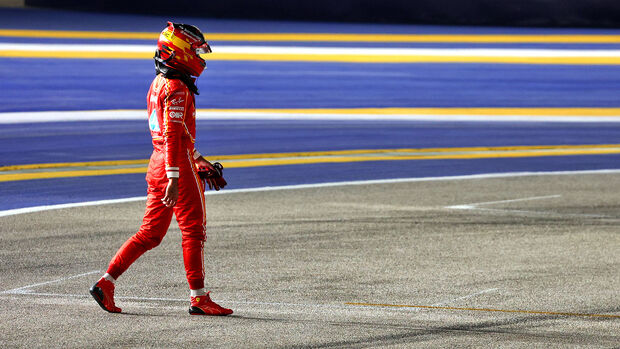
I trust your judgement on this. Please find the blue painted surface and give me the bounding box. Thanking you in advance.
[0,8,620,35]
[0,37,620,50]
[0,58,620,112]
[0,116,620,166]
[0,9,620,210]
[0,155,620,210]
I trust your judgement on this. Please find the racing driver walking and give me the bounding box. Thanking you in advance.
[90,22,233,315]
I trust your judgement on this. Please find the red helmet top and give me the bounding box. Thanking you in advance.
[155,22,211,77]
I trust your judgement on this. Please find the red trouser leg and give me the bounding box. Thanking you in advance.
[174,152,206,290]
[107,194,172,279]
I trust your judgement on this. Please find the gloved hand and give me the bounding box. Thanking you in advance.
[198,162,228,190]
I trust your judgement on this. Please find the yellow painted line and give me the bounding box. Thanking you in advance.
[0,144,620,172]
[0,144,620,182]
[0,29,620,44]
[0,159,149,172]
[0,50,620,65]
[197,108,620,116]
[0,167,146,182]
[345,302,620,319]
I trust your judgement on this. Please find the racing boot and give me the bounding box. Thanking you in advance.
[90,278,121,313]
[189,292,233,316]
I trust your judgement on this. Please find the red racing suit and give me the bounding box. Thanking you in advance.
[107,74,206,290]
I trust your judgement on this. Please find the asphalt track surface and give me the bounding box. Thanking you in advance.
[0,9,620,348]
[0,174,620,348]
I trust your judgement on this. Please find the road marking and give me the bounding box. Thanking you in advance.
[445,195,562,210]
[431,288,498,307]
[6,144,620,182]
[0,29,620,44]
[0,270,100,294]
[0,144,620,172]
[0,108,620,124]
[0,43,620,65]
[0,292,620,318]
[345,302,620,318]
[444,195,616,219]
[0,169,620,217]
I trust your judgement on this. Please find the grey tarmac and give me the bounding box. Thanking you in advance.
[0,174,620,348]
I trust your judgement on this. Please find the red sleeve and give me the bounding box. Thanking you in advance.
[163,80,190,178]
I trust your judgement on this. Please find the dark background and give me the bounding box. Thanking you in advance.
[25,0,620,28]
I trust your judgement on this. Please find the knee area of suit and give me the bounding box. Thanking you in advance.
[135,232,163,250]
[183,231,207,243]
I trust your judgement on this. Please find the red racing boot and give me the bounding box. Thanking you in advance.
[189,292,233,316]
[90,278,121,313]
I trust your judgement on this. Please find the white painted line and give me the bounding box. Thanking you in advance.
[0,270,100,294]
[0,109,620,124]
[0,43,620,57]
[431,288,498,307]
[0,169,620,217]
[445,195,562,210]
[3,292,366,311]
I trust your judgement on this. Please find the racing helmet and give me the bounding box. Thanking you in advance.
[154,22,211,77]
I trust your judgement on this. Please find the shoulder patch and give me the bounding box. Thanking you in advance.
[149,110,161,132]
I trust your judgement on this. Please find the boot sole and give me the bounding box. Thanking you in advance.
[188,307,230,316]
[89,286,120,313]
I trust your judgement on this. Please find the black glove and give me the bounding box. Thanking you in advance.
[198,162,228,190]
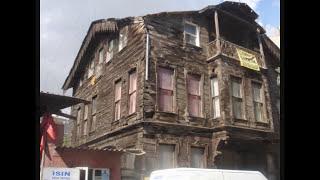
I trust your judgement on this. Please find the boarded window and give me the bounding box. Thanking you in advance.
[77,108,81,124]
[231,78,243,119]
[83,104,89,119]
[91,96,97,114]
[129,70,137,114]
[88,59,94,79]
[159,144,175,169]
[106,39,119,62]
[77,124,81,138]
[99,48,104,64]
[211,77,220,118]
[119,26,128,51]
[158,67,174,112]
[83,120,88,135]
[252,83,264,121]
[187,74,202,117]
[191,147,205,168]
[114,81,121,120]
[184,23,199,46]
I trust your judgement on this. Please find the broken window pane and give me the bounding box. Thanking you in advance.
[83,120,88,135]
[115,81,121,120]
[90,115,97,131]
[232,98,242,119]
[254,102,262,121]
[185,34,197,45]
[99,48,104,64]
[159,144,175,169]
[188,95,201,117]
[187,74,202,117]
[159,89,173,112]
[158,67,173,90]
[187,74,200,96]
[84,104,89,119]
[232,80,242,98]
[212,97,220,118]
[158,67,174,112]
[211,78,220,118]
[191,147,205,168]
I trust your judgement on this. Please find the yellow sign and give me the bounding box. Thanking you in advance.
[236,48,260,71]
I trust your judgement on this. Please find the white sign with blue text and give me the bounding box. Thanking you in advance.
[42,168,80,180]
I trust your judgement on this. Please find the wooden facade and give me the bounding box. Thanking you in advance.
[63,2,280,179]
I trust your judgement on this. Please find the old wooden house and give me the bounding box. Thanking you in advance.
[63,2,280,180]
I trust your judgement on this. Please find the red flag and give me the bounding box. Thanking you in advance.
[40,113,57,159]
[41,114,57,141]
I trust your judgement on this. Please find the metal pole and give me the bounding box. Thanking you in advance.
[40,133,47,180]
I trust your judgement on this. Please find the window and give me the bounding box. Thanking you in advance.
[129,70,137,114]
[83,104,88,119]
[211,77,220,118]
[187,74,202,117]
[159,144,175,169]
[88,168,110,180]
[158,67,174,112]
[90,96,97,131]
[77,107,81,137]
[99,48,104,64]
[231,78,243,119]
[119,26,128,51]
[252,83,264,121]
[191,147,205,168]
[114,80,121,120]
[77,107,81,124]
[184,23,199,46]
[106,39,118,62]
[277,98,280,114]
[88,59,94,79]
[83,120,88,135]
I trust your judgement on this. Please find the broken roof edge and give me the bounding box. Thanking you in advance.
[62,16,141,90]
[261,34,280,61]
[62,1,266,90]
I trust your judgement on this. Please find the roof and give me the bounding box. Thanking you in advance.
[56,146,145,156]
[56,146,125,153]
[39,92,88,116]
[261,34,280,60]
[62,1,265,90]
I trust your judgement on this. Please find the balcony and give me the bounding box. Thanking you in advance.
[207,38,265,68]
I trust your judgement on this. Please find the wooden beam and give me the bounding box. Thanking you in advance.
[53,111,77,120]
[216,9,265,33]
[214,10,221,53]
[257,32,266,68]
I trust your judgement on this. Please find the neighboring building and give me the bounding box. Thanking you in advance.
[270,28,280,48]
[63,2,280,180]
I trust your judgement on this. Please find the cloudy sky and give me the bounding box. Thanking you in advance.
[40,0,280,95]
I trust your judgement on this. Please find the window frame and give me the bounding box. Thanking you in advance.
[251,80,268,123]
[156,66,176,113]
[185,72,204,118]
[183,21,200,47]
[118,26,128,52]
[113,79,122,121]
[128,68,138,115]
[190,145,207,168]
[157,143,178,168]
[210,75,221,119]
[230,76,246,120]
[90,95,98,132]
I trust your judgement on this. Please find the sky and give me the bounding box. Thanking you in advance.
[40,0,280,95]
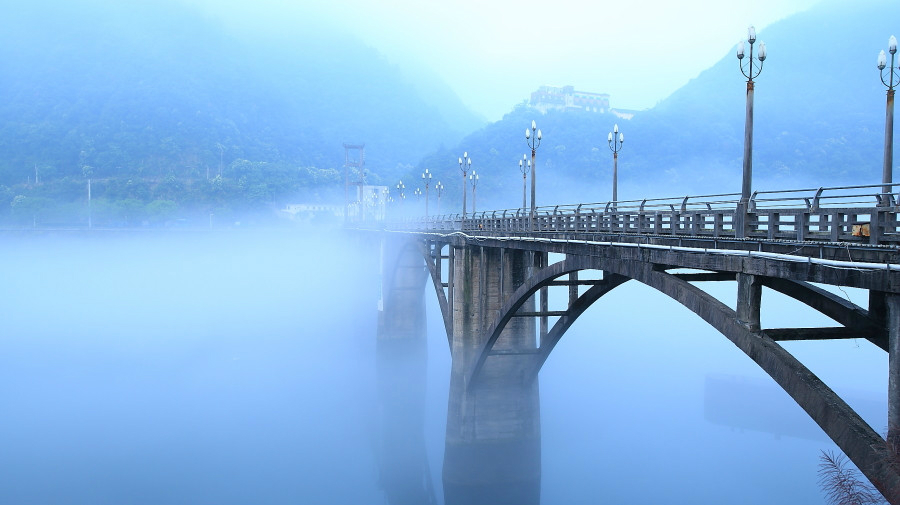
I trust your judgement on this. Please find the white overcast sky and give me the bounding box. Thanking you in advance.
[184,0,820,121]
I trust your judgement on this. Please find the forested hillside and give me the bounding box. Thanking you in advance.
[410,0,900,208]
[0,0,478,224]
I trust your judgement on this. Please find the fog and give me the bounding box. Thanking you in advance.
[0,229,887,504]
[183,0,819,121]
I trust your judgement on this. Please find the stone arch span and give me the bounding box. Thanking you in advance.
[445,252,900,503]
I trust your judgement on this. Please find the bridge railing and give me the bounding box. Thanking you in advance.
[397,183,900,244]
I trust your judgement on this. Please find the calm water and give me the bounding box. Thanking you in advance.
[0,230,887,505]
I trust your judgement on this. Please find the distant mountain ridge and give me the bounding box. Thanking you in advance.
[0,0,481,185]
[421,0,900,208]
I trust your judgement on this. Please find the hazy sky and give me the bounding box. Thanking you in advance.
[184,0,820,120]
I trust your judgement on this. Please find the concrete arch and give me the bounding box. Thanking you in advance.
[419,242,453,345]
[467,257,900,503]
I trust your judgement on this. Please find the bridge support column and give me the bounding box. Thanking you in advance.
[884,294,900,448]
[374,237,437,505]
[443,247,541,505]
[737,273,762,331]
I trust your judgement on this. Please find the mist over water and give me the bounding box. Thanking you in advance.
[0,230,379,504]
[0,230,887,505]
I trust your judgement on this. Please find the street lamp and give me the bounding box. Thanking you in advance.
[525,120,542,230]
[519,154,531,211]
[606,124,625,202]
[422,168,431,218]
[737,26,766,207]
[469,170,478,213]
[459,151,472,219]
[878,35,900,194]
[397,181,406,207]
[434,181,444,215]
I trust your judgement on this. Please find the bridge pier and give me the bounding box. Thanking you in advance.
[375,237,437,505]
[884,293,900,448]
[736,273,762,331]
[443,246,542,505]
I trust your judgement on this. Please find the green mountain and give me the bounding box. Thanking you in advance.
[421,0,900,209]
[0,0,482,224]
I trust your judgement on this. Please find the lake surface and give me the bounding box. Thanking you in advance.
[0,229,887,505]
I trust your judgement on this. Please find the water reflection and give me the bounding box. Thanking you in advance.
[376,324,437,505]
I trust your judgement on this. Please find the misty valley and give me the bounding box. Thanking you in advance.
[0,0,900,505]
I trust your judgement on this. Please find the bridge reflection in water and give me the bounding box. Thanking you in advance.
[377,237,541,505]
[370,186,900,505]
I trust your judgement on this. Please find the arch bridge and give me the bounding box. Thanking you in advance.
[370,186,900,504]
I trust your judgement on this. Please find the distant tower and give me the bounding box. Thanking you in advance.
[344,144,366,220]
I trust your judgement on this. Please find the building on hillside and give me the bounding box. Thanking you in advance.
[531,86,609,114]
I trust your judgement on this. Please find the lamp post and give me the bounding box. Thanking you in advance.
[422,168,431,218]
[525,120,542,230]
[606,124,625,202]
[469,170,478,217]
[397,181,406,207]
[519,154,531,211]
[737,26,766,206]
[459,151,472,219]
[878,35,900,197]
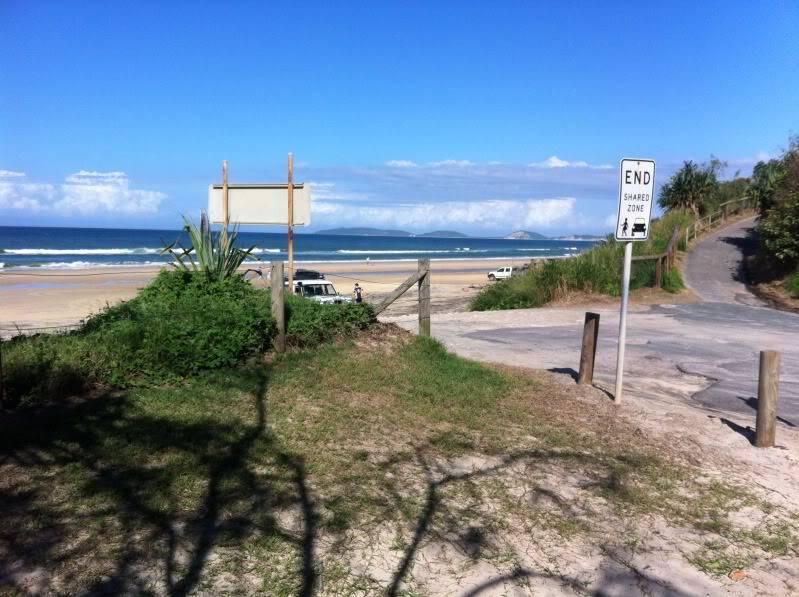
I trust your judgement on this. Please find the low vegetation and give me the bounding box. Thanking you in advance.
[3,269,374,404]
[470,211,693,311]
[0,328,799,595]
[748,138,799,300]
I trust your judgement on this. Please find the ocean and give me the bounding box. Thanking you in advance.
[0,226,597,270]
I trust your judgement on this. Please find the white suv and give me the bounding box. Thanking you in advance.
[488,266,520,282]
[294,279,352,305]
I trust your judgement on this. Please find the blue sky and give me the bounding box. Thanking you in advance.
[0,0,799,234]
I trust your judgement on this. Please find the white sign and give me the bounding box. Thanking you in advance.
[208,183,311,226]
[616,158,655,240]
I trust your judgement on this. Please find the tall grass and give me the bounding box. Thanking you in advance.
[785,272,799,298]
[470,212,693,311]
[3,270,374,404]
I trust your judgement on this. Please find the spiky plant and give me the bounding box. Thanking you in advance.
[161,212,255,280]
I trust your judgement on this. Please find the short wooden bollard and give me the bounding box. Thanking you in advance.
[418,259,430,336]
[271,261,286,352]
[577,312,599,384]
[655,258,663,288]
[755,350,780,448]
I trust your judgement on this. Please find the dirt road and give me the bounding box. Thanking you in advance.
[386,220,799,427]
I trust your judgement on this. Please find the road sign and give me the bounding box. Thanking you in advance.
[613,158,655,404]
[616,158,655,240]
[208,183,311,226]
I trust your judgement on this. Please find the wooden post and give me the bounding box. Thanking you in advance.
[222,160,230,236]
[755,350,780,448]
[288,153,294,292]
[0,336,6,410]
[419,259,430,336]
[272,261,286,352]
[655,257,663,288]
[577,312,599,385]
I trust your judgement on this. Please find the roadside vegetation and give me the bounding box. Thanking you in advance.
[748,138,799,307]
[469,158,760,311]
[0,326,797,595]
[3,219,374,405]
[470,211,693,311]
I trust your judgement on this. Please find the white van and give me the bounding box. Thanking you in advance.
[488,266,521,282]
[294,279,352,305]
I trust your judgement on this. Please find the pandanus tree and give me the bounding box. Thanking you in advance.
[161,212,255,281]
[658,159,724,216]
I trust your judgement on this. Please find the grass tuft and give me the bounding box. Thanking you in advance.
[470,212,691,311]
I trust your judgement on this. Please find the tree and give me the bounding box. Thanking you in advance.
[749,159,785,214]
[658,158,725,216]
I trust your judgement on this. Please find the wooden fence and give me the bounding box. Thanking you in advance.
[685,197,757,247]
[633,197,755,288]
[375,259,430,336]
[632,226,680,288]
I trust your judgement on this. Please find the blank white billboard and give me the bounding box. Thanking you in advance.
[208,183,311,226]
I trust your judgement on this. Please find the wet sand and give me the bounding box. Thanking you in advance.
[0,259,523,335]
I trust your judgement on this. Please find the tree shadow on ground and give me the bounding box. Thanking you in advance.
[386,448,692,597]
[0,368,720,596]
[0,368,316,595]
[719,228,759,286]
[737,396,796,427]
* * * * *
AIM OF THE TASK = Turn the stretch of lines from the one containing "I trust your judgement on this. Please find the window and" through the one containing "[114,80,121,120]" into a Markdown table with a Number column for the row count and an Entry column for each line, leaving out any blank lines.

THE COMPLETED TASK =
| Number | Entry |
|---|---|
| 1 | I trust your judgement on this. Please find the window and give me the bounding box. Thanking you in advance. |
| 2 | [129,70,137,114] |
| 3 | [83,104,88,119] |
| 4 | [211,77,220,118] |
| 5 | [187,74,202,117] |
| 6 | [159,144,175,169] |
| 7 | [88,168,110,180] |
| 8 | [158,67,174,112] |
| 9 | [90,96,97,131] |
| 10 | [77,107,81,137] |
| 11 | [99,48,104,64] |
| 12 | [231,78,243,119] |
| 13 | [119,26,128,51] |
| 14 | [252,83,264,121] |
| 15 | [191,147,205,168] |
| 16 | [114,80,121,120] |